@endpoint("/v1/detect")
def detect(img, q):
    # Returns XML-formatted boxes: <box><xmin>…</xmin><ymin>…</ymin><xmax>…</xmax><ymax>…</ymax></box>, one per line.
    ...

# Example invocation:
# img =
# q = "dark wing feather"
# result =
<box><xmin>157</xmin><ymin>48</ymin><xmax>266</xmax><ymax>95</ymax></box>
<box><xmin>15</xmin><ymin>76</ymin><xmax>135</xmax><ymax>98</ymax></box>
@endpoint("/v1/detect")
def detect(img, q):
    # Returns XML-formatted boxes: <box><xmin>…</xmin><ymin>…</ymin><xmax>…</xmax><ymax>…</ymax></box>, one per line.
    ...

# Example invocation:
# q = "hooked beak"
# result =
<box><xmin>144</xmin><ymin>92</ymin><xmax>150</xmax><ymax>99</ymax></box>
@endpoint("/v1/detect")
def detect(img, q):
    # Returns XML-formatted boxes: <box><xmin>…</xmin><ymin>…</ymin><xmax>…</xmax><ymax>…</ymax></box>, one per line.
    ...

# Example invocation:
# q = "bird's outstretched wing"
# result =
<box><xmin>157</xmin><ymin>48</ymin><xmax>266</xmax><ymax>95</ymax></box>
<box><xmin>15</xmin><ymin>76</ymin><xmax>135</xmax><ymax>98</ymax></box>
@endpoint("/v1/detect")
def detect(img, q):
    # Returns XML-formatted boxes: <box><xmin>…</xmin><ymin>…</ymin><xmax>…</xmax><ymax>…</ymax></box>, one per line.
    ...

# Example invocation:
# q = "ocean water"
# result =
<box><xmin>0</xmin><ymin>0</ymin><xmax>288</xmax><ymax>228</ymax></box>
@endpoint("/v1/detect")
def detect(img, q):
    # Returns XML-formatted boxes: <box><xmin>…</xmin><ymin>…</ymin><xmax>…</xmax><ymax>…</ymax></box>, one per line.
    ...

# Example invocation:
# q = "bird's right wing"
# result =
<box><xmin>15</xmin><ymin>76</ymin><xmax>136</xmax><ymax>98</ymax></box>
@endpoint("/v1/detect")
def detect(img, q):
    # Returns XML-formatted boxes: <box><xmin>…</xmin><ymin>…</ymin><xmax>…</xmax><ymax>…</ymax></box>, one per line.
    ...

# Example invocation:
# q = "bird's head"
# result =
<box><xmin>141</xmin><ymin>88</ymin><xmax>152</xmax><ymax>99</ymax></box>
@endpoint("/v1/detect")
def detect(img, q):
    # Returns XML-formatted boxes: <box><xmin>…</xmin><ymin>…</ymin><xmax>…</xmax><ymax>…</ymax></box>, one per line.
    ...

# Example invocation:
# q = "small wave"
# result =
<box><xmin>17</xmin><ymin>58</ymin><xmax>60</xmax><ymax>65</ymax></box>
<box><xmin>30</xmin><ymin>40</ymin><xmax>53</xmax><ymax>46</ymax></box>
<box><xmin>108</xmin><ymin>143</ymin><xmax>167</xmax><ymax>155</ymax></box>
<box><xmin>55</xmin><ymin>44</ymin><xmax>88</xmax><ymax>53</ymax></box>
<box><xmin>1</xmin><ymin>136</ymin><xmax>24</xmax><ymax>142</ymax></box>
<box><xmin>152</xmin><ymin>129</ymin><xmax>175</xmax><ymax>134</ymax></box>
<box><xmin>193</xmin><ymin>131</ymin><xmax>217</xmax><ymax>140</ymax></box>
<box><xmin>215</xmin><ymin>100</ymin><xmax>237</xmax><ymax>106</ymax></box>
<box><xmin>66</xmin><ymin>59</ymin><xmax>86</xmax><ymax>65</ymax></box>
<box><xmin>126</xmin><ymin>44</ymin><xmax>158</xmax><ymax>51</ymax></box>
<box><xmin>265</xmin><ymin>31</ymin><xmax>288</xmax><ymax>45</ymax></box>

▶ _EXERCISE DIRECTIONS_: How many lines in the rows above contain the string "wing"? Matching is case-sensitive. Reply with the number alone.

▶ _RESULT OF THE EXERCISE_: 3